##### SOURCE DATA
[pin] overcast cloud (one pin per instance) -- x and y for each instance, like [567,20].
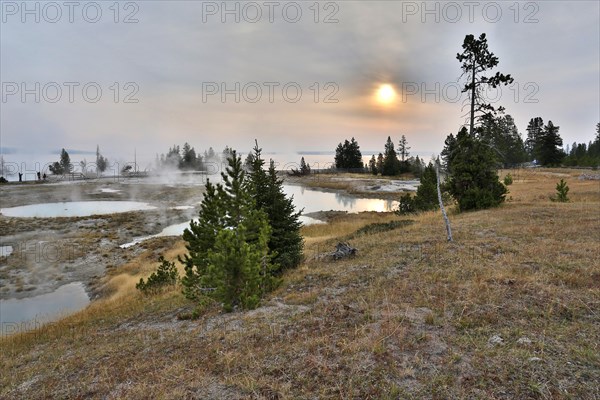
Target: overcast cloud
[178,48]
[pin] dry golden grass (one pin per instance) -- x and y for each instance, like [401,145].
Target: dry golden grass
[411,316]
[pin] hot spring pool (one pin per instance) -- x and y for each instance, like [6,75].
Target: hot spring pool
[75,209]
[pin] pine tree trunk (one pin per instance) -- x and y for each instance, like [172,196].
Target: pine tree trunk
[472,99]
[446,220]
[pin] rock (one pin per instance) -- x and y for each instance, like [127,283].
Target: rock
[524,340]
[496,340]
[343,250]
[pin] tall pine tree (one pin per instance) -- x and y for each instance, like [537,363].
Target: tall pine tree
[286,243]
[228,256]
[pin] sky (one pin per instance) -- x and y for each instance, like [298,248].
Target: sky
[298,76]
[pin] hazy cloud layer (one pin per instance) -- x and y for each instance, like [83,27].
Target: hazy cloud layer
[178,48]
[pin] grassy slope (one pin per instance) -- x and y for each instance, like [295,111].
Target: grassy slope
[409,317]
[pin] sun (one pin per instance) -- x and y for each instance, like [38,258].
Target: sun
[386,94]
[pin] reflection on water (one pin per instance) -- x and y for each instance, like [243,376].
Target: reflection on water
[171,230]
[314,200]
[25,314]
[75,209]
[309,200]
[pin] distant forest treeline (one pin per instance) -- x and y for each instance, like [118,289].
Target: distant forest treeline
[543,146]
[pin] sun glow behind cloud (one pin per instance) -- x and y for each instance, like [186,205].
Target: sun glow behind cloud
[386,95]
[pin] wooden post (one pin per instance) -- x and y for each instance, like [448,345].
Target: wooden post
[446,220]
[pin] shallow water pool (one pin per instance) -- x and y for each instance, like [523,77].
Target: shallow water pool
[19,315]
[75,209]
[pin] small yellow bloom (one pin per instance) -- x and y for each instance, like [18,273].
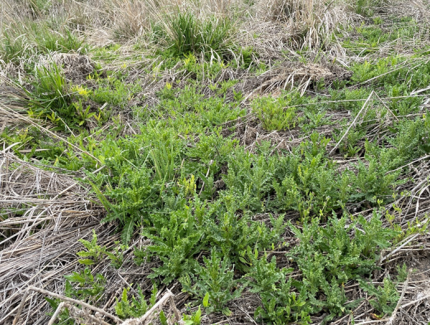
##########
WORK TO DO. Please write out all the data above again with each "Target" replaced by "Label", leaving everything else unchanged and omitting the pictures.

SOLVED PROBLEM.
[pin] overcast cloud (one pin per instance) -- x and y for each instance, like [567,20].
Label: overcast cloud
[178,48]
[pin] dry golden grass (one pin per instance) -- x and y for each instance, like [401,145].
Label: dry golden grass
[411,316]
[pin] hot spring pool (one pin per instance) -- x and y for each instance, like [6,75].
Label: hot spring pool
[75,209]
[pin] pine tree trunk (one pin per instance) -- x and y for each instance, like [172,196].
Label: pine tree trunk
[472,99]
[446,220]
[pin] rock (one pin per instance) -- x and y for each instance, like [127,283].
Label: rock
[524,340]
[496,340]
[343,250]
[pin] tall pine tree (one pin per instance) -- x and y for each instance, like [537,363].
Label: tall pine tree
[286,243]
[228,256]
[pin] sky (one pin per instance) -- x and y for each instance, like [298,248].
Label: sky
[298,76]
[pin] hazy cloud layer (one pin per instance) -- x and y for each instance, like [83,27].
Label: hazy cloud layer
[178,48]
[pin] grassy slope (one pin per instance) -- x and y for each instance, like [295,111].
Label: grassy slope
[409,317]
[pin] sun (one pin per instance) -- x and y for each instance, like [38,258].
Label: sun
[386,94]
[pin] reflection on water (one pin per instance) -- x and y for each instance, like [243,376].
Label: reflection on water
[171,230]
[314,200]
[25,314]
[75,209]
[309,200]
[pin] distant forest treeline (one pin per instance) -- x and y for each instance, like [118,289].
Label: distant forest treeline
[543,146]
[pin] sun glow behind cloud (one pin per instance) -- x and y for each instance, like [186,205].
Label: sun glow behind cloud
[386,95]
[pin] wooden post (one pin per instance) -- x and y for each instance, like [448,345].
Label: wooden post
[446,220]
[pin] shallow water pool (one pin per instance) -- x and y for each instance, like [523,77].
Label: shallow water pool
[19,315]
[75,209]
[pin] small yellow bloom (one pin per instance) -- x and y for each instance, like [18,273].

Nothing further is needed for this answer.